---------- Text provided ----------

Abstract | April 5, 2022

THE IMPACT OF GUT MICROBIOTA ON COGNITIVE DEVELOPMENT

Presenting Author: Tara May, Masters of Science, Medical Student, 2nd Year, Clinical Neuroscience Research Center, Tulane University School of Medicine, New Orleans, LA

Coauthors: Timothy E. Gressett, MS, Tulane University School of Medicine,Clinical Neuroscience Research Center, Department of Neurosurgery, Tulane School of Medicine, Neuroscience Program, Brain Institute, Tulane University, New Orleans, LA; Rebecca J. Solch, PhD,Tulane Center for Clinical Neurosciences, Department of Neurology, Tulane School of Medicine, New Orleans, LA; Demetrius M. Maraganore, MD, Tulane Center for Clinical Neurosciences, Department of Neurology, Tulane School of Medicine, New Orleans, LA; Gregory J. Bix, MD, PhD, Tulane University School of Medicine, Clinical Neuroscience Research Center, Department of Neurosurgery, Tulane School of Medicine, New Orleans, LA

Learning Objectives

  1. Demonstrate the importance of the "critical period" for the impact of gut microbiota on cognitive development;
  2. Describe the areas of cognitive development that are impacted by gut microbiota;
  3. Compare and contrast the effects of gut microbiota on germ-free vs. antibiotic treated mice.

Cognitive development is the study of how the brain develops as an individual ages. Specifically, the study of cognitive development focuses on the areas of emotional, structural, and motor development. Current literature examining cognitive development focus on how these factors are influenced by environment and genetics, however emerging evidence implicates gut microbiota as an increasingly influential determinant to proper cognitive function. Here we review the literature and evaluate the latest research on cognitive development and gut microbiota. Relevant studies in our discussion include both animal models on germ free and antibiotic-treated mice to compare the relevance of these models of microbiota elimination to human studies, as well as what is currently known in human infant models.

---------- The data ----------

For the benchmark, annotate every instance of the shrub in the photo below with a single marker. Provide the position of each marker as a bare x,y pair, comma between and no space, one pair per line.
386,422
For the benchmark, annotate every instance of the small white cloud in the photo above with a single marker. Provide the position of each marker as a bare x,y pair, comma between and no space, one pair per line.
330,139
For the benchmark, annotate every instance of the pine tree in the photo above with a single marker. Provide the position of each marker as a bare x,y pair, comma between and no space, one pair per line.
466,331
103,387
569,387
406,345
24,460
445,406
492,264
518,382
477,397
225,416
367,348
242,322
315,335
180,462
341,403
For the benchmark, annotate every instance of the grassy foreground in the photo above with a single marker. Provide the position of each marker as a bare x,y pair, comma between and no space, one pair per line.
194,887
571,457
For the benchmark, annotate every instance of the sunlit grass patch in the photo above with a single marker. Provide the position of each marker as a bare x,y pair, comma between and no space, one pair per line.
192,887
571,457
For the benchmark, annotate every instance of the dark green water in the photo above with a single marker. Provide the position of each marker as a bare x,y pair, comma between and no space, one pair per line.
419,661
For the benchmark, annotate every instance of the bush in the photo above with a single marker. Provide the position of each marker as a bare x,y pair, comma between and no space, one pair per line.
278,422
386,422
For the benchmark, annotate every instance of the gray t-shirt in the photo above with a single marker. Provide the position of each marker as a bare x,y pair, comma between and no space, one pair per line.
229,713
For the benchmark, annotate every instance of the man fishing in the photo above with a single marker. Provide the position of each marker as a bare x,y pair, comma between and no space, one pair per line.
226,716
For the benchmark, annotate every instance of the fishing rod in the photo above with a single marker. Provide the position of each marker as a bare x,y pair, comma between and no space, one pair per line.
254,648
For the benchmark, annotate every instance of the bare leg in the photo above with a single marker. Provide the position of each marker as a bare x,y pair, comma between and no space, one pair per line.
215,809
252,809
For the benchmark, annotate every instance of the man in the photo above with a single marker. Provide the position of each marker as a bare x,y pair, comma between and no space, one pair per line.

----------

## Exercise tasks
- A) Change "Describe" to "Identify" in the gut microbiota abstract, and give everything from "1. Demonstrate the" down to "antibiotic treated mice." with that one replacement.
- B) Write what comes next in the abstract on gut microbiota and cognitive development, starting after its last sentence.

## Answers
- A)
1. Demonstrate the importance of the "critical period" for the impact of gut microbiota on cognitive development;
  2. Identify the areas of cognitive development that are impacted by gut microbiota;
  3. Compare and contrast the effects of gut microbiota on germ-free vs. antibiotic treated mice.

- B)
We report that gut microbiota composition may influence depression, anxiety, motor skills, fear behaviors, synaptogenesis, and communication. Additionally, there may be a critical period in which cognitive development and function is most influenced by the gut microbiota and how treatment with antibiotics for common childhood infections may alteration gut microbiota thus affecting cognitive development. Lastly, we examined how the effects of gut bacteria on the cognitive development of the fetus within the prenatal period. Our findings summarize the evidence on the use of antibiotics during development, as well as highlight the importance of cultivating healthy gut microbiota during the prenatal and infancy periods in order to positively influence cognition.